(Beginning of GIVEN ENTRIES)

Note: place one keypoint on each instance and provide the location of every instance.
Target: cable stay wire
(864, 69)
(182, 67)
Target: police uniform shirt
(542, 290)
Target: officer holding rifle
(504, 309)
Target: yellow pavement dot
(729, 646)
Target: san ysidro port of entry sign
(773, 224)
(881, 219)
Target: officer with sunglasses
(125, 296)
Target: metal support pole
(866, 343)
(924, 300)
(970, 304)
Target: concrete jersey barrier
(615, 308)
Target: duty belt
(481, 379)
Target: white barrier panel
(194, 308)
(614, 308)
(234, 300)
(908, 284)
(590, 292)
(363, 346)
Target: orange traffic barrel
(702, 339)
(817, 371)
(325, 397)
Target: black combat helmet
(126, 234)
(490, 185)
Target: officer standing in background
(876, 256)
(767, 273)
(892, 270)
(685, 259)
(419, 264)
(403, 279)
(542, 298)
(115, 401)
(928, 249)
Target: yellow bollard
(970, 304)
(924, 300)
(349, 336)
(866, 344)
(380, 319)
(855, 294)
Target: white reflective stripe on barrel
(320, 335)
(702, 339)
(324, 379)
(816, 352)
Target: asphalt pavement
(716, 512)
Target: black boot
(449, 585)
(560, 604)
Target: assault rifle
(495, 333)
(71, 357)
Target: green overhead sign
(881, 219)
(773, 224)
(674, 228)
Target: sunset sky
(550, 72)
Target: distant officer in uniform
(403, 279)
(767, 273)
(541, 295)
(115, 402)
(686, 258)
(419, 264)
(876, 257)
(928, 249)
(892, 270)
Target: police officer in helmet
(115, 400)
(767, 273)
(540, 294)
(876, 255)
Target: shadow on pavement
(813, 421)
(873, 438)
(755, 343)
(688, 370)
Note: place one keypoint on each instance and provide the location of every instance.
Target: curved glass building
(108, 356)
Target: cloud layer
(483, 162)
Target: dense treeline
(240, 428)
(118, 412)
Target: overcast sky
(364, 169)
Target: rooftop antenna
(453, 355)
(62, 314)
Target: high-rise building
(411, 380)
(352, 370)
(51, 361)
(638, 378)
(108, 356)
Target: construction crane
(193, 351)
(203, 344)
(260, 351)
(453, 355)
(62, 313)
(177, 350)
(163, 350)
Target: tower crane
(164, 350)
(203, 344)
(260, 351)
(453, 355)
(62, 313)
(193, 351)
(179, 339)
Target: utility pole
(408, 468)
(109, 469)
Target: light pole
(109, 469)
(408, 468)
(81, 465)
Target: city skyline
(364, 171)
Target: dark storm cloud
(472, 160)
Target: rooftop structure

(End of GIVEN ENTRIES)

**YOUR INSTRUCTIONS**. An exact copy is required of each line from the one containing "Target: dense treeline" through the last line of the material, and of no other line.

**ANSWER SPACE**.
Target: dense treeline
(240, 428)
(118, 412)
Target: overcast sky
(364, 169)
Target: rooftop antenna
(453, 355)
(62, 314)
Target: high-rise building
(411, 380)
(352, 370)
(51, 361)
(638, 378)
(108, 356)
Target: construction crane
(193, 351)
(203, 344)
(260, 351)
(453, 355)
(62, 313)
(177, 350)
(163, 350)
Target: tower crane
(164, 350)
(203, 344)
(260, 351)
(453, 355)
(62, 313)
(193, 351)
(179, 339)
Target: utility pole
(408, 468)
(109, 469)
Target: light pole
(109, 469)
(408, 468)
(81, 465)
Target: city skyline
(364, 171)
Target: dark storm cloud
(472, 160)
Target: rooftop structure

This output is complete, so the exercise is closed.